WHAT IS NEEDED:
From the line containing "of the scaffolding" down to the last line of the records below, give every line again without any change.
GIVEN RECORDS START
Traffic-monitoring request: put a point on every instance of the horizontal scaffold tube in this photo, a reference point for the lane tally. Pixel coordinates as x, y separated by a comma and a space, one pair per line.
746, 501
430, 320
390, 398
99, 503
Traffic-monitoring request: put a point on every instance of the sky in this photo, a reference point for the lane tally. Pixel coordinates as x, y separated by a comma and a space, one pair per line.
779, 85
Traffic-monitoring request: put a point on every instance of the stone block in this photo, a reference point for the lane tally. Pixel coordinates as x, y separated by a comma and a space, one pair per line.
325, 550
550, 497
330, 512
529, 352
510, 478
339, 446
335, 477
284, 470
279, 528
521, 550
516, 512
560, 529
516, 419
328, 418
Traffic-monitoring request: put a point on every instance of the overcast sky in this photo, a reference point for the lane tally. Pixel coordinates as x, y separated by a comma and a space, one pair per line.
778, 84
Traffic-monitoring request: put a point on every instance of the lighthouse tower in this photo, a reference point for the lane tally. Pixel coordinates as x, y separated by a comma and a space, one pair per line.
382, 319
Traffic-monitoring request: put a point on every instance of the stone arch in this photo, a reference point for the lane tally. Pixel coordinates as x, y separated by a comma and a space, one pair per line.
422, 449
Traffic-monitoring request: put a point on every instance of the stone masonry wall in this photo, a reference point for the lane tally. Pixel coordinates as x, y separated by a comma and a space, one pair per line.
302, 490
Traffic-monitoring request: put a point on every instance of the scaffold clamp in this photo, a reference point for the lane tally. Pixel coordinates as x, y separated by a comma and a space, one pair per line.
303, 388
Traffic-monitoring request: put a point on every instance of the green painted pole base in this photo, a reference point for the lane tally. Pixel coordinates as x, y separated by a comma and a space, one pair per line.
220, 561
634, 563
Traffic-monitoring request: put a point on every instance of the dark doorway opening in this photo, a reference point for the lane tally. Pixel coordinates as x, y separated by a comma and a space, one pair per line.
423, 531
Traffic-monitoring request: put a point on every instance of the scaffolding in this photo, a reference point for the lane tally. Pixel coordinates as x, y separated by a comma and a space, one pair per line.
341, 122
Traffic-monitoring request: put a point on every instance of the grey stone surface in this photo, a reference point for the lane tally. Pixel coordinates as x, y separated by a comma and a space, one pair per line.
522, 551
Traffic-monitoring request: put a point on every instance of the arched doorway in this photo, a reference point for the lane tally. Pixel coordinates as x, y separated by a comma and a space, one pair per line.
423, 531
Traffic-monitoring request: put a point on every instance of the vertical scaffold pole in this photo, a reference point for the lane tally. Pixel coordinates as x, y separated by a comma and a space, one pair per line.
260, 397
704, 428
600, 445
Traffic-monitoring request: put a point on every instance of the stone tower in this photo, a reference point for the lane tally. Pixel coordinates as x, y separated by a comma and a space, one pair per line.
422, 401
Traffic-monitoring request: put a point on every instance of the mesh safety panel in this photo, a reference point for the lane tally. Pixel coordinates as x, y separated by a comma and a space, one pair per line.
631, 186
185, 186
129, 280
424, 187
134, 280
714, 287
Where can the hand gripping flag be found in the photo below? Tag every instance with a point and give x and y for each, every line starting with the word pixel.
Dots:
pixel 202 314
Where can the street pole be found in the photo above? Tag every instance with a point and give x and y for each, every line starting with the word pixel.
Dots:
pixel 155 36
GIVEN RECORDS END
RESULT FOR THIS TASK:
Traffic-monitoring request: put a point on every instance of the scaffolding in this photo, a reference point for the lane tally. Pixel coordinates as x, y separated by a comma and a space, one pair per line.
341, 122
Traffic-monitoring request: put a point on every instance of the grey stone surface in this photo, a reference point for the lane tally. Pixel coordinates as x, y separated by a comma and a space, one pair per line.
522, 551
Traffic-monitoring request: put a point on every instance of the arched doorway in this photo, a reference point for the lane tally. Pixel coordinates as x, y separated by a comma and a space, one pair per line.
423, 531
Traffic-monitoring request: put a point on every instance of the vertical scaffold pole in this photo, a reference point for the lane tally. Pixel coordinates as x, y separated by a comma and a space, one pair per line.
260, 397
704, 428
600, 445
Traffic-monitoring request: put a point on every instance of the stone tower in this photo, a reference point for the lane tally. Pixel coordinates as x, y separated by a comma and a space, one pair per line.
422, 401
Traffic-monitoring request: put a point on every instance of the mesh safety panel in this photo, a reference point for the lane tally. Pixel coordinates as x, y separated by a comma and a space, one pair per line.
631, 186
185, 186
129, 280
424, 187
134, 280
714, 287
Where can the hand gripping flag be found in the photo below? Tag every instance with a point and give x and y for each, every line starting with the word pixel.
Dots:
pixel 202 314
Where can the street pole be found in the photo above? Tag every instance with a point and give x and y for each, every line starting with the word pixel.
Dots:
pixel 155 36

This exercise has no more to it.